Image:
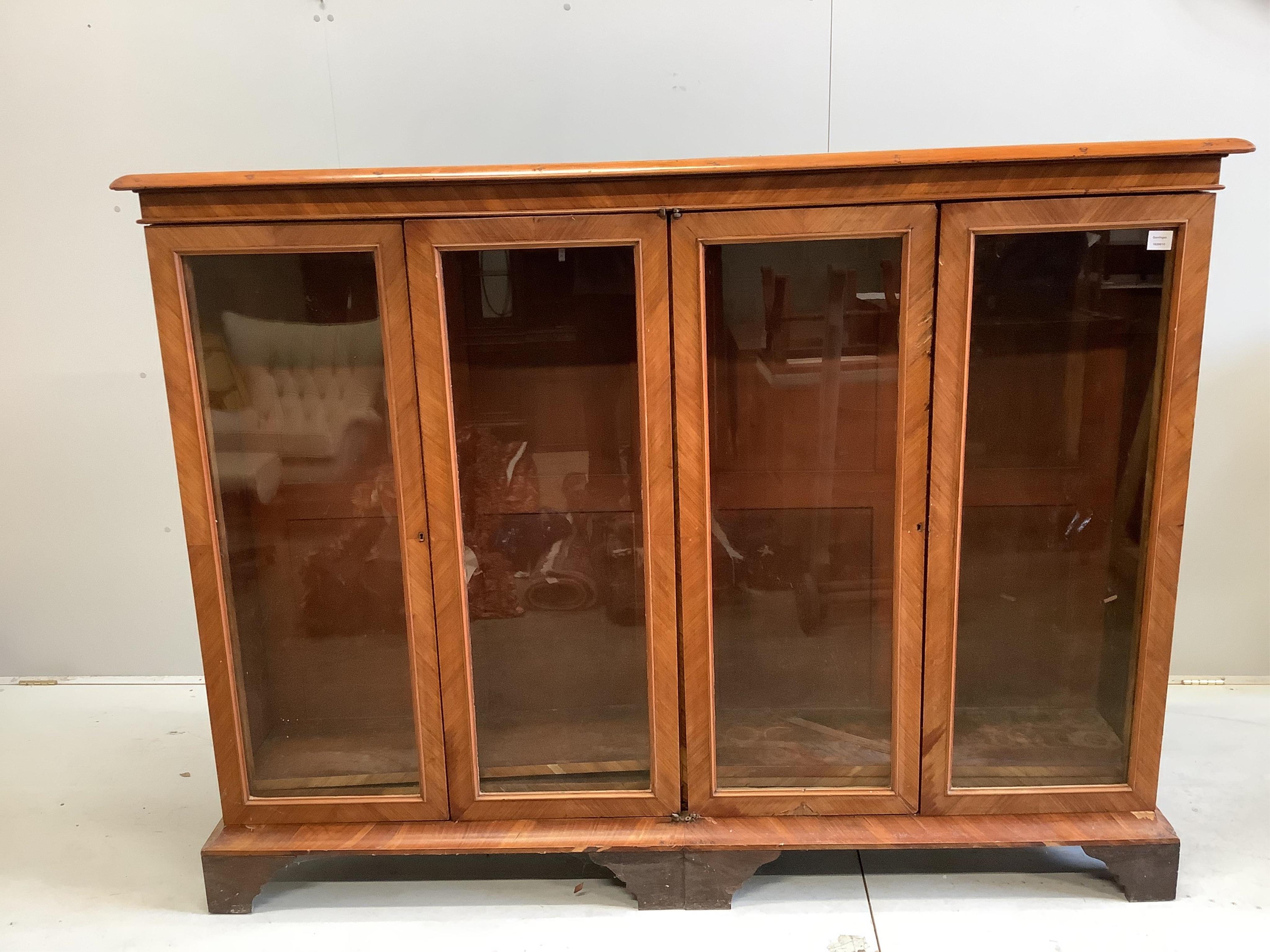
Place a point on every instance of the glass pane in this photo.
(1066, 353)
(291, 366)
(802, 364)
(544, 370)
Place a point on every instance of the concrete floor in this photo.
(107, 792)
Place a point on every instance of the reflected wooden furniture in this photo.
(655, 512)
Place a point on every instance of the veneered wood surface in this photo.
(199, 506)
(752, 190)
(647, 234)
(730, 833)
(1193, 216)
(916, 225)
(681, 167)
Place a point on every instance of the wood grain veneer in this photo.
(199, 506)
(1193, 218)
(1080, 152)
(690, 235)
(646, 234)
(724, 833)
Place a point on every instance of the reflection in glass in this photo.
(1066, 356)
(544, 370)
(802, 365)
(291, 367)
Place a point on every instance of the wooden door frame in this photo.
(1193, 218)
(646, 234)
(213, 601)
(916, 224)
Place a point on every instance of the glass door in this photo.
(291, 382)
(1065, 386)
(802, 376)
(545, 393)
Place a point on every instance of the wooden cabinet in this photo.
(682, 513)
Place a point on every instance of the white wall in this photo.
(93, 577)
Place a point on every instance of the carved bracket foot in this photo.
(233, 883)
(689, 879)
(1147, 874)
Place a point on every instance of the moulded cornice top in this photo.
(819, 162)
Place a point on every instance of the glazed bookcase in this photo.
(684, 513)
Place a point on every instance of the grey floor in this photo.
(107, 794)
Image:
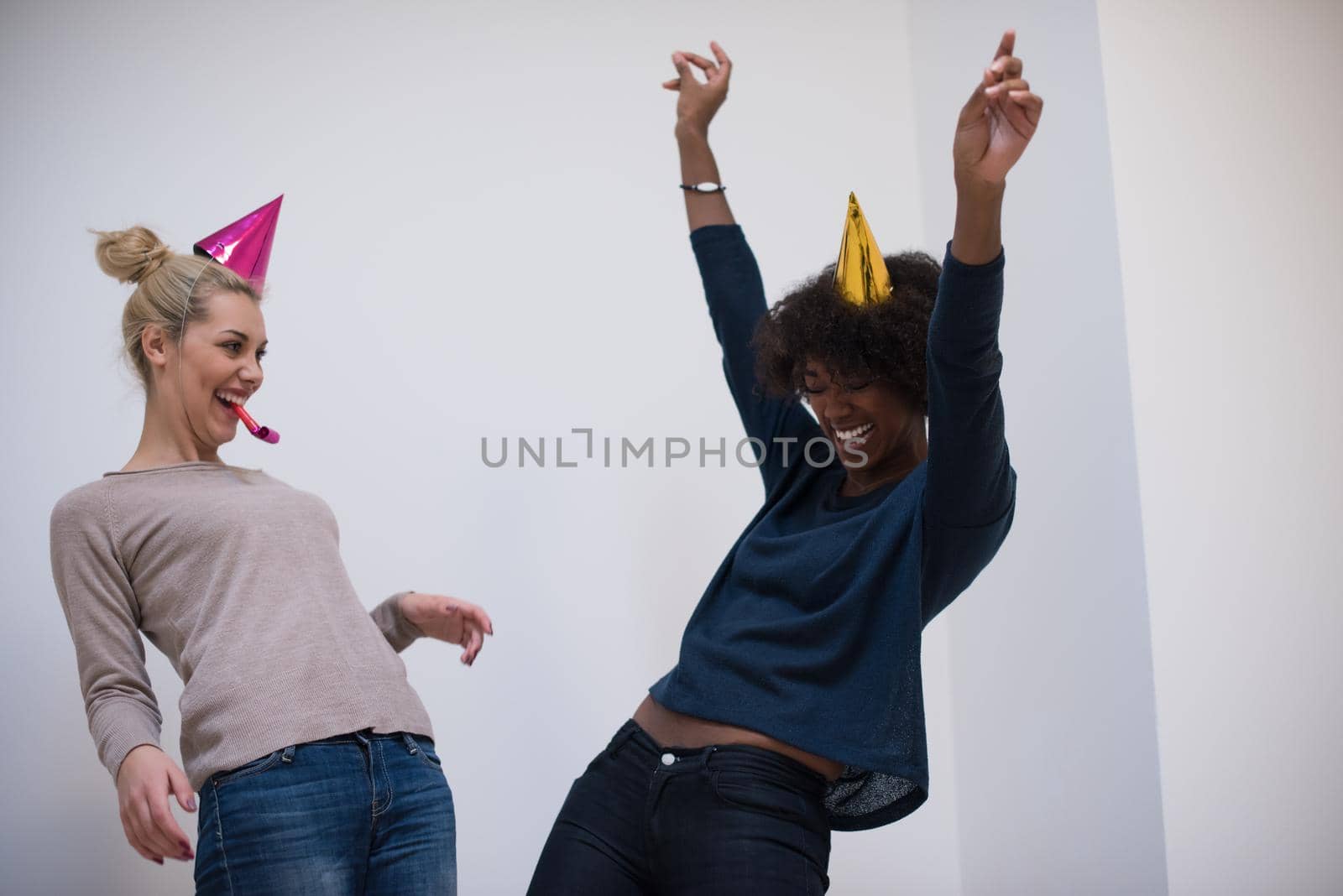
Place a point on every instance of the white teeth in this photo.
(232, 396)
(845, 435)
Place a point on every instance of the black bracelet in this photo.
(707, 187)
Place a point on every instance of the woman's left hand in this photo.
(449, 620)
(998, 121)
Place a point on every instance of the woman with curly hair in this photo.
(797, 705)
(312, 753)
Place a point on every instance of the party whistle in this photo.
(265, 434)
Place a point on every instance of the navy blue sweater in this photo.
(810, 631)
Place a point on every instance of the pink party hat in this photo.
(243, 246)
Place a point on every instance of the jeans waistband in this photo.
(631, 735)
(366, 735)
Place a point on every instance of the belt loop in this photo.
(621, 739)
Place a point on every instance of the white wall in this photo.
(1053, 723)
(1225, 127)
(483, 237)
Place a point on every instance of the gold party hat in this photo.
(861, 273)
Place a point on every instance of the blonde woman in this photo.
(312, 753)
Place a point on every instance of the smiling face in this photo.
(219, 364)
(863, 414)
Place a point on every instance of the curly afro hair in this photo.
(888, 340)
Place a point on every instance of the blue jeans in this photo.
(729, 819)
(355, 813)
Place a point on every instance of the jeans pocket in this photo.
(756, 792)
(246, 770)
(426, 752)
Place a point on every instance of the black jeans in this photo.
(729, 819)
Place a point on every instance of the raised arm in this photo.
(696, 105)
(729, 270)
(971, 487)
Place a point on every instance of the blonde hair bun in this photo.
(131, 255)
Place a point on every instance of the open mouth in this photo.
(227, 399)
(854, 438)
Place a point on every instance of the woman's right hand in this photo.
(698, 102)
(145, 779)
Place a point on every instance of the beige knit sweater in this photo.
(237, 578)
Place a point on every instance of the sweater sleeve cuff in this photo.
(712, 235)
(959, 268)
(394, 625)
(129, 734)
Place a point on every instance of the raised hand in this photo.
(698, 101)
(997, 121)
(449, 620)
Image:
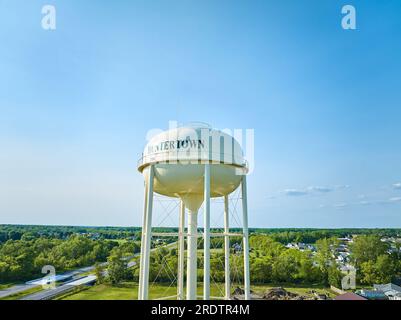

= = = = =

- **The request**
Which lines above contain the word "blonde"? Collect every one of them, matching case exactly.

- **Written response**
Place a point on every instance of the blonde woman in this photo.
Place a point on every instance of the blonde hair bun in this photo.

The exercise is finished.